— start of Page extract —

Dominican Republic - Spain BIT (1995)

Title

AGREEMENT BETWEEN THE KINGDOM OF SPAIN AND THE DOMINICAN REPUBLIC ON THE RECIPROCAL PROTECTION AND PROMOTION OF INVESTMENTS

Preamble

The Kingdom of Spain and the Dominican Republic, hereinafter referred to as the "Contracting Parties",

Desiring to strengthen economic cooperation for the mutual benefit of the two countries,

Intending to create favourable conditions for investments made by investors of one Contracting Party in the territory of the other, on the basic of sovereign equality and mutual benefit,

Recognizing that the promotion and protection of investments under this Agreement will encourage initiatives in this field,

Have agreed as follows:

Body

Article 1. Definitions

For the purposes of this Agreement:

1. The term "investor" means:

(a) In the case of the Kingdom of Spain, natural persons who are residents of Spain under Spanish law and, in the case of the Dominican Republic, any natural person who is a resident of that country under Dominican law;

(b) Legal persons, including companies, associations of companies, firms and other organizations which are constituted or, duly organized under the law of a Contracting Party and have their registered address in the territory of the came Contracting Party.

2. The term "investment" means any kind of as set, such as property and rights of every kind, acquired in accordance with the law of the host country of the investment and, in particular, though not exclusively, the following:

‐ Shares and other forms of participation in a company;

‐ Rights derived from any kind of contribution made with the intention of creating economic value, expressly including any bans granted for that purpose, whether or not capitalized;

‐ Movable and immovable property, and such other property rights as mortgages, pledges, usufructs and similar rights;

‐ All intellectual property rights, expressly including patents for inventions, trade marks, manufacturing licences, know-how and transfer of technology;

‐ Rights to engage in economic and commercial activities conferred by law or under a contract, especially concessions to search for, cultivate, extract or exploit natural resources.

3. The term "returns on an investment" refers to the mounts yielded by an investment, as defined by the preceding paragraph, and expressly includes profits, dividends and interest.

4. The term "territory" means the land territory, the territorial sea, including the airspace above them, of each Contracting Party, together with the exclusive economic zone and the continental shelf beyond the limits of the territorial sea of each Contracting Party, over which it is entitled to exercise, in accordance with international law, jurisdiction and sovereign rights for the purposes of the prospection, exploration and conservation of natural resources.

Article 2. Promotion and Acceptance

1. Each Contracting Party shall, to the extent possible, promote investments made in its territory by investors of the other Contracting Party and shall accept such investments in accordance with its laws.

2. This Agreement shall also apply to investments made before its entry into force by investors of one Contracting Party in the territory of the other Contracting Party provided that they comply with the laws of the latter Contracting Party.

Article 3. Protection

1. Each Contracting Party shall protect within its territory the investments made in accordance with its laws by investors of the other Contracting Party and shall not obstruct by unreasonable or discriminatory measures the management, maintenance, use, enjoyment, extension, sale or, where appropriate, liquidation of such investments.

— end of Page extract —

To be done>
A - Decide whether each statement agrees with the investment agreement, and support each answer with the deciding words of the agreement. (i) The agreement covers investments made before it entered into force. (ii) The definition of "returns on an investment" leaves out interest. (iii) Article 2 requires each Contracting Party to promote the other party's investments without qualification.
B - Reproduce the investment agreement's text between "1. The term" and "came Contracting Party.", inclusive.

— start of Data section —

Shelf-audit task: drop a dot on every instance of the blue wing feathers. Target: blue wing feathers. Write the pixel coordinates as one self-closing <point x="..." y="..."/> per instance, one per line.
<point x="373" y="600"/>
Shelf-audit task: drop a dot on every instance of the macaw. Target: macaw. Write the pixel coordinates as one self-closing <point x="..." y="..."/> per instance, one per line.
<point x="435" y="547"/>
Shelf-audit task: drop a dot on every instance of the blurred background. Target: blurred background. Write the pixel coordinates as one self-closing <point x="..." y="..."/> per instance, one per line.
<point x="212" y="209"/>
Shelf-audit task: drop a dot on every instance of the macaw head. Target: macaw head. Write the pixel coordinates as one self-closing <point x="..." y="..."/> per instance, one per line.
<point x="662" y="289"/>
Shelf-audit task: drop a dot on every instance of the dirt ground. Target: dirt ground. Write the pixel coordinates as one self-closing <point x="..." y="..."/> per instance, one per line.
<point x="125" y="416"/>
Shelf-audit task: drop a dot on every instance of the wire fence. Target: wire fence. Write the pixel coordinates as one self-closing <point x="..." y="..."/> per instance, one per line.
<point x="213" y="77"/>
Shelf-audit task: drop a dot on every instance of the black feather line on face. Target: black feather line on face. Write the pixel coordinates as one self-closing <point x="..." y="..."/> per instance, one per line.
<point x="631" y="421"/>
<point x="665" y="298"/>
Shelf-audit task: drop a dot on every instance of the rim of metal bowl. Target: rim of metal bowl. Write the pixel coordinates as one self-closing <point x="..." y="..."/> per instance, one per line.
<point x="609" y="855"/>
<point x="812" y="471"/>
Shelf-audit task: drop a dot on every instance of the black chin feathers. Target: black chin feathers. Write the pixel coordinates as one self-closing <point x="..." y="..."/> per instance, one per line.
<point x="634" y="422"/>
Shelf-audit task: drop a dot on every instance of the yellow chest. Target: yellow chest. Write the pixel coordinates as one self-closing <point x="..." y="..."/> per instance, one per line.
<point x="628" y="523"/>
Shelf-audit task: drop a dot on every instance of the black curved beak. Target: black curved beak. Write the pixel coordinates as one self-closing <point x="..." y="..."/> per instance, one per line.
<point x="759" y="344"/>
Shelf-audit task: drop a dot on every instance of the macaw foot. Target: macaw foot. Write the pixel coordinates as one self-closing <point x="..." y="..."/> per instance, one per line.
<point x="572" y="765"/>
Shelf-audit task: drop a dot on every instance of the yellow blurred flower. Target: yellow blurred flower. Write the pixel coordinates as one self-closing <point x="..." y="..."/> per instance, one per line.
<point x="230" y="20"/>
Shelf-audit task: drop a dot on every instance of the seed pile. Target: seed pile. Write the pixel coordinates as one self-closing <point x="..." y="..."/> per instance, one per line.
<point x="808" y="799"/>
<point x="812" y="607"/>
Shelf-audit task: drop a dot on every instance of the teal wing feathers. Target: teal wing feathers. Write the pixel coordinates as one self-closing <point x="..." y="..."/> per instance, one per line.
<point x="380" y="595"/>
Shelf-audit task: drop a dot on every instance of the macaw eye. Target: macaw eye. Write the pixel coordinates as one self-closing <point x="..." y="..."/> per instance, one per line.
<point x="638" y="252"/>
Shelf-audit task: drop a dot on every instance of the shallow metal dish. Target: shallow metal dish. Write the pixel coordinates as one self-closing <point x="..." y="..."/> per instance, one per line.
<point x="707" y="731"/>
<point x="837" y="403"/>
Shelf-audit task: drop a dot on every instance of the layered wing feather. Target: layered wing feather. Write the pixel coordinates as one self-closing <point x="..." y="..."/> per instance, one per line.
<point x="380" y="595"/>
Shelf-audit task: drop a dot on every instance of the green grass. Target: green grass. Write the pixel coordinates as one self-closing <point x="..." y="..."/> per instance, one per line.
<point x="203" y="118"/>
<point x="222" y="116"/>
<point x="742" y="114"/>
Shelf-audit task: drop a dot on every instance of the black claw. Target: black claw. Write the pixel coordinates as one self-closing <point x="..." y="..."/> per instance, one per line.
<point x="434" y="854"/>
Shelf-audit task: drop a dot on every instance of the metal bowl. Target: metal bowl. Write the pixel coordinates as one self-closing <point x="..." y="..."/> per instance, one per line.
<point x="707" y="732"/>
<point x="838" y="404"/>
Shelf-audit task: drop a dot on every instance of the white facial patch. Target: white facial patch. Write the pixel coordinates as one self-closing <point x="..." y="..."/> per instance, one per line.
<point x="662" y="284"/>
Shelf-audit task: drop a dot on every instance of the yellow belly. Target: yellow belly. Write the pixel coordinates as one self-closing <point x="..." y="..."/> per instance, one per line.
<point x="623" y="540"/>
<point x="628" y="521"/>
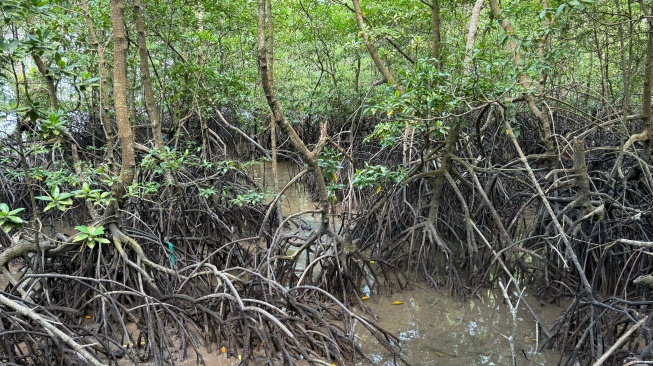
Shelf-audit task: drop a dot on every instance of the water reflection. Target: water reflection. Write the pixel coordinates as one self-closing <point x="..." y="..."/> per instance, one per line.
<point x="439" y="330"/>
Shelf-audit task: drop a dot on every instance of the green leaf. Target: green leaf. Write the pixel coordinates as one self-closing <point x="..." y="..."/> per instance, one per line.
<point x="82" y="229"/>
<point x="14" y="212"/>
<point x="80" y="237"/>
<point x="50" y="206"/>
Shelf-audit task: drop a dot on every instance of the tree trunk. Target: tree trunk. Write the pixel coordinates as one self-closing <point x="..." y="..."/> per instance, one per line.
<point x="435" y="24"/>
<point x="471" y="35"/>
<point x="146" y="80"/>
<point x="543" y="116"/>
<point x="104" y="85"/>
<point x="309" y="158"/>
<point x="125" y="135"/>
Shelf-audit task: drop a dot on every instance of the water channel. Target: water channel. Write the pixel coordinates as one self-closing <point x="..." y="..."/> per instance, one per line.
<point x="434" y="328"/>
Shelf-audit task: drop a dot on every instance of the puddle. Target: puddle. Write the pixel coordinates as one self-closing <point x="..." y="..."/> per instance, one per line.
<point x="440" y="330"/>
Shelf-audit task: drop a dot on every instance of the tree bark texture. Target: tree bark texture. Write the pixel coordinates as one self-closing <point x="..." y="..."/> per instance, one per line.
<point x="125" y="135"/>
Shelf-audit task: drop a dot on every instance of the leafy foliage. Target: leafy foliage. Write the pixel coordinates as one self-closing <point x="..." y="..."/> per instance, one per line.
<point x="9" y="219"/>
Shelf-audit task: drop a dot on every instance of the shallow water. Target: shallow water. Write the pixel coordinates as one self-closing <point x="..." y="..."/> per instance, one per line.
<point x="437" y="329"/>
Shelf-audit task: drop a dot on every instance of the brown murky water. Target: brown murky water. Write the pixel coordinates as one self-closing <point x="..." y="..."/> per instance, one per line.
<point x="437" y="329"/>
<point x="433" y="329"/>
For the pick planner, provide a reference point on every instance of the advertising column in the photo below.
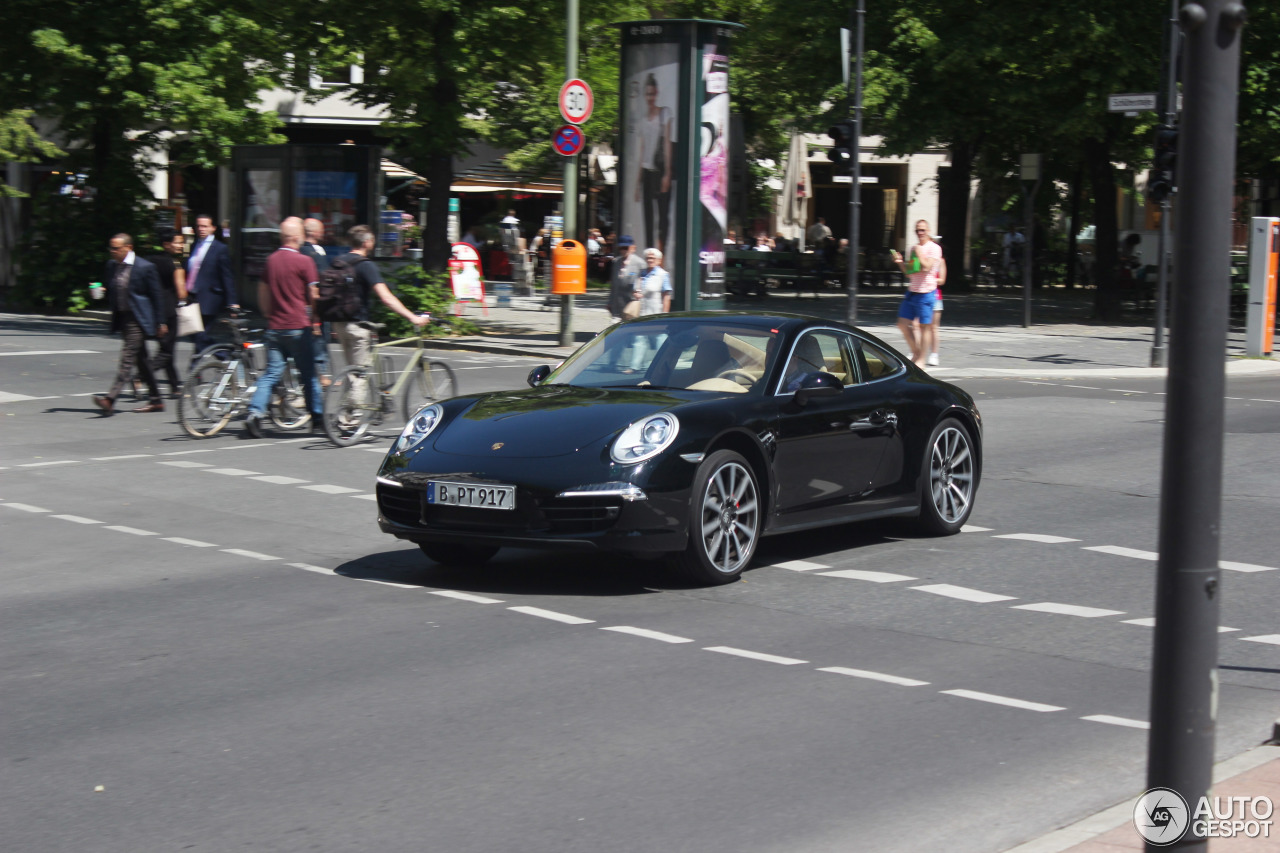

— end of Data section —

Solutions to each task>
A -
(i) Yes: "This Agreement shall also apply to investments made before its entry into force"
(ii) No: "expressly includes profits, dividends and interest"
(iii) No: "Each Contracting Party shall, to the extent possible, promote investments"

B -
1. The term "investor" means:

(a) In the case of the Kingdom of Spain, natural persons who are residents of Spain under Spanish law and, in the case of the Dominican Republic, any natural person who is a resident of that country under Dominican law;

(b) Legal persons, including companies, associations of companies, firms and other organizations which are constituted or, duly organized under the law of a Contracting Party and have their registered address in the territory of the came Contracting Party.